=== RECORDS PROVIDED ===

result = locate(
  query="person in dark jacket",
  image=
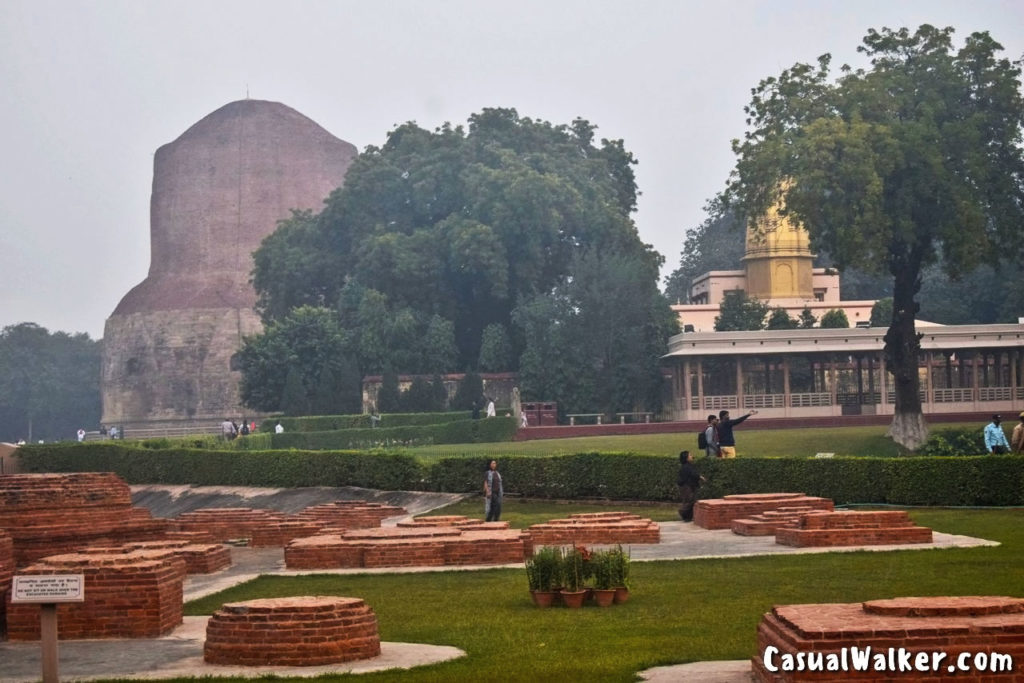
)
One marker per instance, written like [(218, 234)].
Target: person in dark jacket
[(726, 441), (689, 480)]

===

# WORK REQUIRED
Print all records verbatim, excluding pictures.

# SOLVED EXERCISE
result = locate(
  query="person in dark jacket",
  image=
)
One marker per instance, written like [(218, 234)].
Target: person in dark jacket
[(726, 441), (689, 480)]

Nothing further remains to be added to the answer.